WHAT TO WORK ON:
Copy the listing below in full, exactly.

MATERIAL FOR THE TASK:
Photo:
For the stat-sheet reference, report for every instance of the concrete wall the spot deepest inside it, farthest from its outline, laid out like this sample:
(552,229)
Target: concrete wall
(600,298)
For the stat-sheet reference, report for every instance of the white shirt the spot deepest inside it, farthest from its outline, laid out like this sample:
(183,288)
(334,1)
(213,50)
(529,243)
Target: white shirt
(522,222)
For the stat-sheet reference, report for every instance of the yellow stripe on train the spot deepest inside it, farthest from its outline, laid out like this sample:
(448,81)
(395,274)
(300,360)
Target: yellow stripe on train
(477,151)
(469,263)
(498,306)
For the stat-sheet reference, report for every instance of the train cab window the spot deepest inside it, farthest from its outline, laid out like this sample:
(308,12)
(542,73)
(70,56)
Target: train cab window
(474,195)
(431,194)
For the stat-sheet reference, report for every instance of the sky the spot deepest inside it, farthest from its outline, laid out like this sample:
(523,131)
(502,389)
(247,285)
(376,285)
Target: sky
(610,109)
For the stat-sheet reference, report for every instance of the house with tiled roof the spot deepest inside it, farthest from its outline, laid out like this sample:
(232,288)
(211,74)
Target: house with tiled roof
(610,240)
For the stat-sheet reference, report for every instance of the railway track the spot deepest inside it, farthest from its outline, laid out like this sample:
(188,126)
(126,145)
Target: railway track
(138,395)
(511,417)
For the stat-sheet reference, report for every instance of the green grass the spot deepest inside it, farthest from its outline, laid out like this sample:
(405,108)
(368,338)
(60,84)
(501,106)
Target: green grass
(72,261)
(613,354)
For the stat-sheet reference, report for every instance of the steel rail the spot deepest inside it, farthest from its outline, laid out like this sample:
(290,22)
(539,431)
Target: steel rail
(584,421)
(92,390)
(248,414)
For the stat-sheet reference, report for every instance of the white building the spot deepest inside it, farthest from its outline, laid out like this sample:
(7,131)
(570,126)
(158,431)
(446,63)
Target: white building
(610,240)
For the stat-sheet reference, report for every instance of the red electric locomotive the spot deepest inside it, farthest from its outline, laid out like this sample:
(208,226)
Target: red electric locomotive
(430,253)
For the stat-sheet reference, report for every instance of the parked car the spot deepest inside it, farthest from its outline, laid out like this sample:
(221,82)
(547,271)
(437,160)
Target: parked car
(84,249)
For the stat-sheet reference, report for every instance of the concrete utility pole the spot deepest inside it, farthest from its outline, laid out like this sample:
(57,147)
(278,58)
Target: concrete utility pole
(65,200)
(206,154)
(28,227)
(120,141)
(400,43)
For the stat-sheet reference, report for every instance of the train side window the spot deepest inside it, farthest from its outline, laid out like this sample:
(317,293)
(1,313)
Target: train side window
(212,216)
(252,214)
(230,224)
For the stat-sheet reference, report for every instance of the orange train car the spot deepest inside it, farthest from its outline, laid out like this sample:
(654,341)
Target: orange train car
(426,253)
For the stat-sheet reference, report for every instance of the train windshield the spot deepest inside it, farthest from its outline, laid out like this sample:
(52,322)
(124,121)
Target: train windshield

ANSWER SPACE:
Photo:
For the stat-sheet reference, report for every instance of the concrete wall the spot deepest inside it, farthest from its outline, laid out like this sample:
(552,229)
Target: concrete wall
(600,298)
For the stat-sheet reference, report for every instance of the white shirt the spot deepest inside it, farthest from its outline, laid out like this sample:
(183,288)
(334,1)
(213,50)
(529,243)
Target: white shirt
(522,222)
For the stat-sheet reference, report for every instance of the yellow stripe on train the spot deepest inside it, farthest from its outline, laid out like this sample:
(448,81)
(395,274)
(300,360)
Target: yellow stripe on train
(477,151)
(469,263)
(498,306)
For the stat-sheet reference, report for every instance of the train cab window the spot deepest inside it, farthest from its outline, laid out like this sample:
(308,12)
(542,73)
(70,56)
Target: train cab window
(474,195)
(431,194)
For the stat-sheet reference, report for every instance of the sky the spot deepest inside it, farthest from its outline, laid out like this sample:
(523,131)
(502,389)
(247,285)
(376,285)
Target: sky
(610,109)
For the stat-sheet reference, report for every instance of the house with tiled roof the spot deepest inside it, farthest from its outline, laid out like this sample:
(232,288)
(211,74)
Target: house with tiled roof
(610,240)
For the stat-sheet reference, report for every instance of the railway track the spot deepest inside it, farthest from its outline, laid out like this sample:
(188,126)
(126,145)
Target: railway track
(138,395)
(511,417)
For the stat-sheet reference, report for every instance of the green grass the spot deepest inside it, farthest from its outline, laid out like this sample:
(405,108)
(368,338)
(60,84)
(501,106)
Target: green grass
(72,261)
(613,354)
For the stat-sheet reference, report for every instance of the steel rail the spot deepest inside it, farthest from its outline, laid out like this sample:
(290,22)
(539,431)
Target: steel rail
(584,421)
(92,390)
(248,414)
For the stat-sheet reference, report for every instance of the white building the spot deepest inside it, farthest from its outline, laid out like this sample:
(7,131)
(570,126)
(158,431)
(446,63)
Target: white building
(610,240)
For the stat-sheet reference, report for every instance of the red electric locomotive the spot deepest inside it, farthest from its outline, laid out like this sample:
(208,226)
Target: red electric locomotive
(430,253)
For the stat-sheet reference, report for every instance of the parked car the spot deepest inside it, farthest from its outline, laid out like this sample:
(221,82)
(547,271)
(437,160)
Target: parked car
(84,249)
For the stat-sheet reference, report for every instance of the concrete utility pole the spot deepest inside it, farthest from its outline, laid out like this sample:
(57,147)
(278,58)
Target: concrete utility pole
(65,200)
(206,154)
(28,227)
(120,141)
(400,43)
For the stat-sheet reference, report for every instance of the train side window the spot deepest inside it, farthest from its outline, laid out like this sample:
(317,293)
(1,313)
Target: train side window
(212,216)
(252,214)
(230,224)
For the stat-sheet reference, report for every instance of the orange train car the spot deepest inside it, farthest from its outline, laid out like this sample:
(654,341)
Target: orange train car
(426,253)
For the stat-sheet reference, report for every instance of the train windshield the spot deepest inside it, farthest from its outline, laid out like this sample:
(52,322)
(124,121)
Target: train windshield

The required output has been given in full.